SUPPLIED DATA —
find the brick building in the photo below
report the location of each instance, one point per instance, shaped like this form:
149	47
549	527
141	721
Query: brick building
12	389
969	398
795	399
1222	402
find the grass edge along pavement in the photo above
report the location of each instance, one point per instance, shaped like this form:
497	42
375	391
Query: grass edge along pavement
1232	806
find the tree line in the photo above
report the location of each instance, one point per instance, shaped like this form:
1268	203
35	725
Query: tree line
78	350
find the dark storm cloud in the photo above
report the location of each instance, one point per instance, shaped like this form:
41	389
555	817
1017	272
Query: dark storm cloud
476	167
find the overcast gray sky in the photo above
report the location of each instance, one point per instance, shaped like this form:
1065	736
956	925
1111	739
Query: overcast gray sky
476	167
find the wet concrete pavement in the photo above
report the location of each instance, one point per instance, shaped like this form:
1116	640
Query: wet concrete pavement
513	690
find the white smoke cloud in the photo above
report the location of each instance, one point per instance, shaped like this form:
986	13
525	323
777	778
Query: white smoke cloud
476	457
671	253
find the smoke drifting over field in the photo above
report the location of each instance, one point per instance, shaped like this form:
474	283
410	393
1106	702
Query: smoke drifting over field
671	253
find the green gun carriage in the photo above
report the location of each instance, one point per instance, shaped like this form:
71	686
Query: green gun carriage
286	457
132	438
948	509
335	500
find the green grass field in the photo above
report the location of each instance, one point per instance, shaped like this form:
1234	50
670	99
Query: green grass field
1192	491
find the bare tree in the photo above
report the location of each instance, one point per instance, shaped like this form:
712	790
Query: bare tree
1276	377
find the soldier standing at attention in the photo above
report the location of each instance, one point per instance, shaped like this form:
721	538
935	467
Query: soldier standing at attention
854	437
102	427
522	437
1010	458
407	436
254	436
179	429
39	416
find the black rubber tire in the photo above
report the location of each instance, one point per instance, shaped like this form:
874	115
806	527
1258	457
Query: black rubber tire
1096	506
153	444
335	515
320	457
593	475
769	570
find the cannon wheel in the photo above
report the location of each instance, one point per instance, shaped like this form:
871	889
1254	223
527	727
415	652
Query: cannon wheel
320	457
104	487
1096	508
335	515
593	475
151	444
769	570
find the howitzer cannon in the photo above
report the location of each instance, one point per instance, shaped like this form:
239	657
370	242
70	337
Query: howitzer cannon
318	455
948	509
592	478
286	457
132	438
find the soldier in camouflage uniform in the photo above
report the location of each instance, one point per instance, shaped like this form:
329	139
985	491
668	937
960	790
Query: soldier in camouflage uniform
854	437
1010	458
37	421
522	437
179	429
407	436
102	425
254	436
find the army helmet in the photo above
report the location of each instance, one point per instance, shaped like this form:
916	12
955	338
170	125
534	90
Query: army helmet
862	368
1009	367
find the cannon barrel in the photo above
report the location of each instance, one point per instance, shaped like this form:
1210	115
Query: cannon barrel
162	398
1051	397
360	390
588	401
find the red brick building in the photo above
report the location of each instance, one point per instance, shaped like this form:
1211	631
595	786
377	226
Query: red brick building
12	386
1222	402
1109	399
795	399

EXERCISE BRIEF —
Each record must be repeated exactly as it is.

RESULT OF THIS EXERCISE —
find the brick building in the photo below
report the location of each instance, one point per instance, shaped like this form:
149	47
549	527
141	721
Query: brick building
12	389
969	398
795	399
1222	402
find the grass edge along pavement in the photo above
report the location of each instance, one point per instance, shaped like this form:
497	42
375	391
Query: grass edge along pavement
1232	806
find the tree line in the photo above
report the location of each instance, one point per instance, shaped like this form:
1268	203
35	725
Query: tree line
78	350
find the dark storm cloud in the photo above
report the location of each instance, one point per instance, shaped like this form:
41	389
555	817
1017	272
Query: dark storm cloud
476	167
find the overcast gray sky in the photo above
report the location of each instance, one point per instance, shaped like this form:
1065	736
956	925
1111	739
Query: overcast gray sky
476	167
find the wet concrete pavement in the photo above
report the location of each instance, one point per instance, shaped like this form:
1116	640
Query: wet concrete pavement
513	690
find the white smoke cloud in the photo above
report the location of each instance, one point per instance, shaped like this form:
986	13
525	323
777	778
Query: white smoke cloud
476	457
671	253
find the smoke drifting over field in the photo above
report the location of each instance, one point per instance, shaped like this form:
474	283
410	393
1106	702
Query: smoke drifting over field
671	253
find the green gun carriage in the photo above
report the location of each instance, one point per instance, shaped like this form:
71	686
Query: green gun carriage
286	457
132	438
948	509
335	500
find the green grass field in the photo above
report the location of each instance, one point per instance, shaped like this form:
1234	50
670	99
Query: green grass field
1192	491
find the bare tree in the photo above
report the location of each instance, one point per instance, shaped like this form:
712	790
Query: bare tree
1276	377
find the soldier standing at attention in the photo above
report the location of each instance, one point per instance, shaped like this form:
721	538
935	467
Query: soldier standing at attention
854	437
102	427
522	437
1010	458
407	436
254	436
179	429
39	416
find the black rubber tire in the photo above
report the location of each instance, one point per instance, shaped like this form:
874	115
806	527
1258	457
Query: black rubber tire
1096	506
153	444
335	515
320	457
593	475
769	570
find the cannon wheel in the photo above
report the location of each instance, one point per instance, shaped like this form:
871	889
1254	223
527	727
415	652
Query: cannon wheel
320	457
104	487
1096	508
335	515
593	475
151	444
769	570
find the howitzer cannon in the photo above
report the location of each instance, one point per instance, shaped like this form:
239	657
370	242
70	337
Query: howitzer cannon
318	455
948	509
592	478
286	457
132	438
find the soldier in camouflage uniform in the photo above
report the location of each instance, one point per instance, shaped like this form:
329	139
985	491
668	937
960	790
Query: soldier in camouflage uniform
854	437
1010	458
37	421
522	437
179	429
407	436
102	425
254	436
find the army helmet in the photo above
report the location of each instance, one point per instance, shaped like this form:
916	12
955	338
170	125
534	90
Query: army helmet
862	368
1009	367
find the cannon barrel in the photo above
report the location of each instance, one point per instance, shaped like this form:
1210	115
Query: cannon barrel
162	398
1051	397
360	390
588	401
find the red brick building in the photo above
report the location of each instance, one point per instance, shaped like this form:
1211	631
595	786
377	226
Query: red brick building
12	386
1222	402
1109	399
795	399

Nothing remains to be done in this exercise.